Please gather every line of the data below that contains the word "kitten". Case counts, so match only lines where the word has the same capitalization.

Input =>
● ● ● ● ● ● ●

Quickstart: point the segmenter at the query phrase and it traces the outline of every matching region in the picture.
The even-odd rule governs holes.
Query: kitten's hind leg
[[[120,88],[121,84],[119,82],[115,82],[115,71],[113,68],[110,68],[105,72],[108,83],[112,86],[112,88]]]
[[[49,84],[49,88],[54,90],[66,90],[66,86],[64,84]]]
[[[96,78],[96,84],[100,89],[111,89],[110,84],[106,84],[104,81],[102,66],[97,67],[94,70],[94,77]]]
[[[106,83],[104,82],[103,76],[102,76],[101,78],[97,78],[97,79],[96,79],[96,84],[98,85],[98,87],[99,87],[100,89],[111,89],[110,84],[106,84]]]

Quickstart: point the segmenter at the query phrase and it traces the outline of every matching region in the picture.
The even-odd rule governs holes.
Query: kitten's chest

● ● ● ● ● ● ●

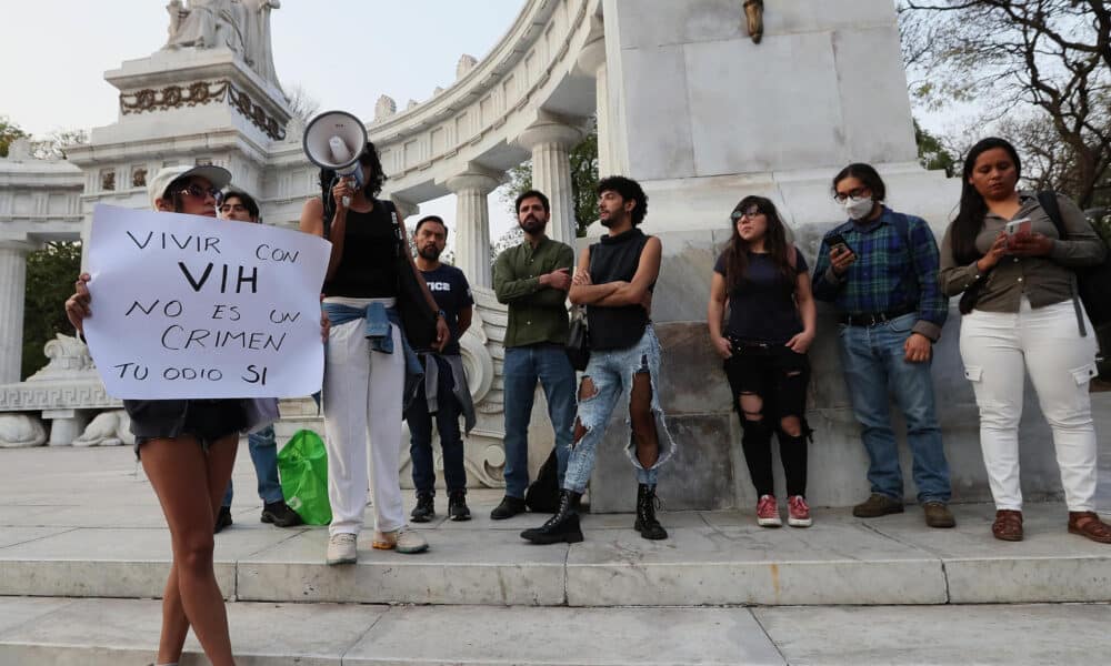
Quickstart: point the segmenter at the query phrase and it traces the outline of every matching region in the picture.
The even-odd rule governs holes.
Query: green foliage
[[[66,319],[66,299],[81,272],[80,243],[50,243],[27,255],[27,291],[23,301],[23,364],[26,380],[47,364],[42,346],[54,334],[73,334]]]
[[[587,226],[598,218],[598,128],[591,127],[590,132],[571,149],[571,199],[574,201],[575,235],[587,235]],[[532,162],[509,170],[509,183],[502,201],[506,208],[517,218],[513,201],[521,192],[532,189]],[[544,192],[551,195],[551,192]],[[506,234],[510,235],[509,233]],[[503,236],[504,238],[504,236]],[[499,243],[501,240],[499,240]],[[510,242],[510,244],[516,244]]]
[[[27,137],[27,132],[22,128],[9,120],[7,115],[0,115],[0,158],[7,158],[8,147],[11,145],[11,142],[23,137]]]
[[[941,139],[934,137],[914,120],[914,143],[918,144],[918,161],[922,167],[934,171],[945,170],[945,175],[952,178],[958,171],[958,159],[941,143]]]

● ● ● ● ● ● ●

Problem solution =>
Query: kitten's hind leg
Query: kitten's chest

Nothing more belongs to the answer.